━━━ Texte fourni

Procès de l'attentat de Strasbourg : le principal accusé Audrey Mondjehi complice du terroriste Chérif Chekatt ou "couillon de service" ?

L'interrogatoire d'Audrey Mondjehi, principal accusé du procès de l'attentat du marché de Noël de Strasbourg, s'est terminé ce 28 mars. La cour d'assises spéciale s'est intéressée aux trajets qu'il a effectué avec le terroriste le 11 décembre.

En emmenant Chérif Chekatt à Colmar chercher une arme le 11 décembre 2018, Audrey Mondjehi savait-il ce que son passager comptait en faire ? L'accusé assure qu'il pensait que c'était pour un braquage. "Je ne lui ai pas demandé, je n'allais pas dans les détails", répète-t-il depuis plus d'une semaine pendant son interrogatoire.

Six jours plus tôt, les deux hommes avaient fait la route de Strasbourg à Sélestat pour rencontrer la fratrie Bodein, connue d'après Mondjehi comme étant des vendeurs d'armes. De ce rendez-vous, Audrey Mondjehi obtient le numéro d'Albert Bodein, qui pourrait les aider dans leur quête.

━━━━━━

▶ **Consigne**: Prolongez l'article ci-dessus sur le procès de l'attentat de Strasbourg en reprenant juste après sa dernière phrase.

━━━ Données enregistrées

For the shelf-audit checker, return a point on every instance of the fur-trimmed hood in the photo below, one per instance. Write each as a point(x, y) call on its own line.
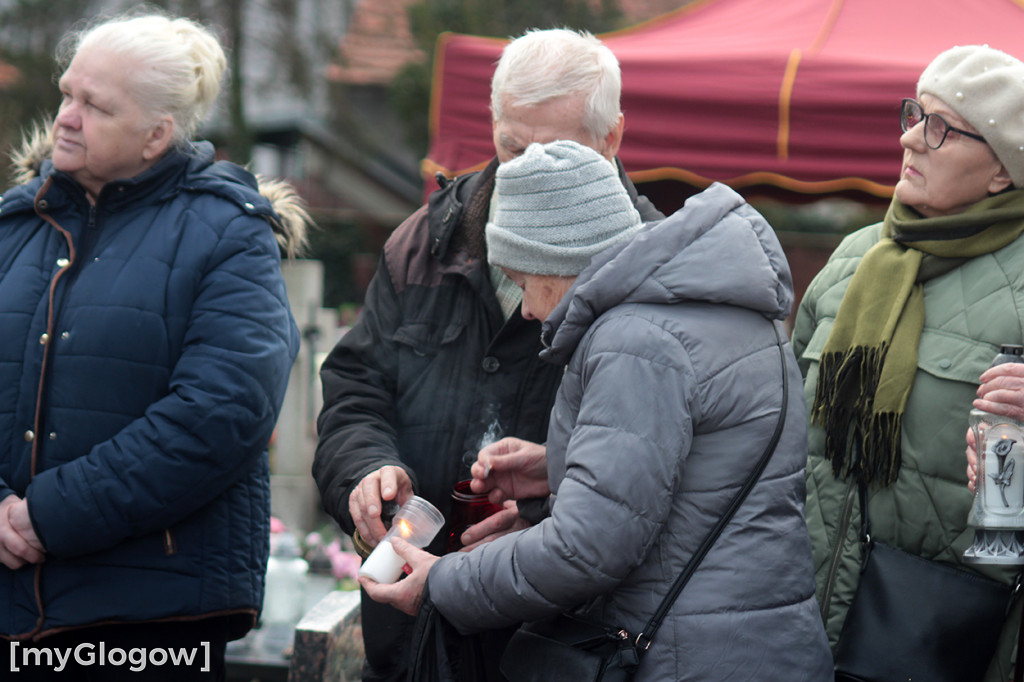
point(291, 226)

━━━━━━

▶ **Réponse**:
Depuis septembre et le jour où Chekatt a demandé à Mondjehi s'il peut lui fournir une arme, les deux compères sont fourrés ensemble. Ils traînent, s'appellent et s'envoient des SMS très régulièrement. Plus de 350 fois d'après l'avocat général. Puis le 11 décembre au matin, tout s'accélère. À 6h d'abord, le domicile de Chérif Chekatt à Strasbourg est perquisitionné. Les forces de l'ordre le recherchent pour un braquage commis en août à Eckbolsheim. Ce matin-là, Chekatt n'est pas là et dort chez sa mère.

Son père l'appelle pour le prévenir : "Les chiens te cherchent". Après cet appel, Chérif Chekatt casse sa puce de téléphone. Peu avant 10h, il demande à un passant son téléphone et joint Audrey Mondjehi. Aussitôt, le rappeur débarque avec son Audi TT orange. "Vous arrêtez tout ce que vous faites et vous foncez retrouver Chérif Chekatt ?", demande la présidente à l'accusé. "Oui, je suis quelqu'un qui me lève tôt. Je n'avais rien à faire alors, je suis venu."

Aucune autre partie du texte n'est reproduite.